Task: Write out all of the entries exactly as given.

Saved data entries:
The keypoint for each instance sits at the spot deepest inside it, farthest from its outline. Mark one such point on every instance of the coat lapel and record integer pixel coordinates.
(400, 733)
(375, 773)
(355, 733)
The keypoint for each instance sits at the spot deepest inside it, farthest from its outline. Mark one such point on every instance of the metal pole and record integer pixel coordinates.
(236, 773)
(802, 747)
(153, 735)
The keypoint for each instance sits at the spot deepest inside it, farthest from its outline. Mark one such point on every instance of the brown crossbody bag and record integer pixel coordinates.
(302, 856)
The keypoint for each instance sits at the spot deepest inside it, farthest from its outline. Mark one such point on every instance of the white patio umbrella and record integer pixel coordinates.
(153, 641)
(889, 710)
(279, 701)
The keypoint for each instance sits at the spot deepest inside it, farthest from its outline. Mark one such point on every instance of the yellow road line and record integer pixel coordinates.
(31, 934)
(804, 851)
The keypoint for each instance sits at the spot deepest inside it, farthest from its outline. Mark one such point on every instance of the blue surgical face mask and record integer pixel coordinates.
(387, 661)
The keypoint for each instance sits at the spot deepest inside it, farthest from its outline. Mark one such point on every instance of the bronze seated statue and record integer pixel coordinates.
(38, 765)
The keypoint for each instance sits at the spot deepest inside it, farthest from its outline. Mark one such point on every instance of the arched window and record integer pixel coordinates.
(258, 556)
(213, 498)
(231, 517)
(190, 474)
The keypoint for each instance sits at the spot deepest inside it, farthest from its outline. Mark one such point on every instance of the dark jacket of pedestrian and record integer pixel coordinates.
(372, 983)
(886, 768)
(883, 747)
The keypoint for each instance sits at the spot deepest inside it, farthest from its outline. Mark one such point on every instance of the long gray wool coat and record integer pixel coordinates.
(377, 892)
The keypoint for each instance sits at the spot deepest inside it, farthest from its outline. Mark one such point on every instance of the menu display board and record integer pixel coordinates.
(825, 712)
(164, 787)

Response:
The keypoint for each instance sits at the spot deepest inside it, farthest from its outline. Mark one such point on every instance of the coat lapel and record integer pixel coordinates.
(400, 733)
(375, 773)
(355, 733)
The keypoint for each instance sits at the spot deepest inside it, farthest from its outline. Mark one such point on every instance of the metal pole and record integer pixel coordinates.
(236, 773)
(802, 747)
(153, 735)
The keypoint for each instance sits at the spot deepest inside it, farthest from its outline. Mark one such point on every instance of the brown crossbody bag and record integer pixel coordinates.
(302, 856)
The keypoint for each instance sits at the spot deepest inside it, farthest from its outline. Mark one such point on every instance of the white patio umbrella and record integer pixel coordinates.
(153, 641)
(889, 710)
(279, 701)
The keypoint for each instance sits at the spot deepest inside it, farthest from its outline. Mark one such point on every instance of the yellow road line and record integer pixel coordinates.
(31, 934)
(804, 851)
The keypoint for each instance sits at the spot deepest inside it, farthest from its outline. Mark one such point on every instance of the blue surgical face mask and record integer pixel coordinates.
(387, 661)
The keypoint for each instance sits at the spot deepest inside it, farthest from its outline. Mark one such point on every instance of the bronze seated statue and record integer pixel coordinates.
(38, 765)
The keypoint for each instance sits at the spot deepest inside it, farthest from its outline. Mark one such point on every instance of the arched window and record integer pixel coordinates.
(258, 556)
(213, 498)
(231, 517)
(190, 474)
The keypoint for each instance sits at the spot deepest inside it, farthest from its outline. Mark one such point on every instance of the dark jacket of pedestrian and record integer pixel coordinates.
(372, 983)
(886, 768)
(883, 747)
The keypoint for each instance sits at the spot deepest inside it, farthest from its outline. Mark one such point on every instance of the long gray wool coat and record integer pixel coordinates.
(377, 892)
The keypoint for each instance sits at the spot deepest inside it, farthest from its outline. Mark one such point on every instance of the menu display board and record integer pixel coordinates.
(825, 712)
(164, 787)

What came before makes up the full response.